Give, as a numbered list, the lines of the entries below from the line containing "task | drop a marker on every instance of the dirt" through the end of the entries, both included, and leave out any blank lines.

Object pointing dataset entries:
** START **
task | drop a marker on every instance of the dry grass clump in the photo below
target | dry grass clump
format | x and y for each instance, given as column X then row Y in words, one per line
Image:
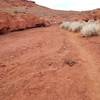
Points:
column 90, row 29
column 65, row 25
column 75, row 26
column 87, row 29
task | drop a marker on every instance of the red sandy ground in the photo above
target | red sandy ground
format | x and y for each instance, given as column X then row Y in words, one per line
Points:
column 49, row 64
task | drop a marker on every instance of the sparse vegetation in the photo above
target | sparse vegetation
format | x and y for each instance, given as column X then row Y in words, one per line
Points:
column 90, row 28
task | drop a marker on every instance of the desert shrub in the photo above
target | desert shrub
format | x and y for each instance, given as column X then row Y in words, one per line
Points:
column 90, row 29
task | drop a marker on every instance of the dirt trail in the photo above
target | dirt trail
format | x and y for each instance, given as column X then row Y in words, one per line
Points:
column 92, row 64
column 48, row 64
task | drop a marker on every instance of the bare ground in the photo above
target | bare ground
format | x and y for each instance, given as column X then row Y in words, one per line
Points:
column 49, row 64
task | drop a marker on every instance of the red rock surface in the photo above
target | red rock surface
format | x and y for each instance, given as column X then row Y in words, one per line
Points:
column 47, row 63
** END **
#### Written solution
1. task | drop a marker on every instance of the dirt trail in the photo above
2. target | dirt trail
3. format | x and y for each instance, given as column X then row Y in words, one per line
4. Points:
5. column 92, row 64
6. column 48, row 64
7. task | drop a marker on every instance of the bare ground in the photo above
8. target | bare ground
9. format | x and y for each instance, given as column X then row Y in words, one per line
10. Points:
11. column 49, row 64
12. task | drop a marker on every instance of the red rock surface in the photo above
13. target | red rock surface
14. format | x and y for each instance, given as column X then row Y in words, one per line
15. Points:
16. column 47, row 63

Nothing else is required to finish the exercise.